┌─ Provided material

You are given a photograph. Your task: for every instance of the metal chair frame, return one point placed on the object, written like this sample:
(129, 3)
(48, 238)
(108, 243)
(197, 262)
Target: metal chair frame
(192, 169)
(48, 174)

└─

Stated goal>
Rewrite the items above with each "metal" changed to "steel", keeping every other part of the lines the same.

Result of this exercise>
You are given a photograph. Your task: for every instance of the steel chair frame, return one point placed on the object, written like this sample:
(129, 3)
(48, 238)
(108, 243)
(197, 262)
Target: steel chair frame
(192, 169)
(48, 174)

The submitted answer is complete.